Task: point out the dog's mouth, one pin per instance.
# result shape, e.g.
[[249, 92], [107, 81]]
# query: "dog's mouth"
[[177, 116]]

*****

▸ **STATED PROBLEM**
Write out every line of the material above verbatim, with no alterations.

▸ **RESPONSE TO THE TASK**
Task: point out the dog's mouth, one pin per instance.
# result shape, e.g.
[[249, 92], [107, 81]]
# query: "dog's mouth"
[[177, 116]]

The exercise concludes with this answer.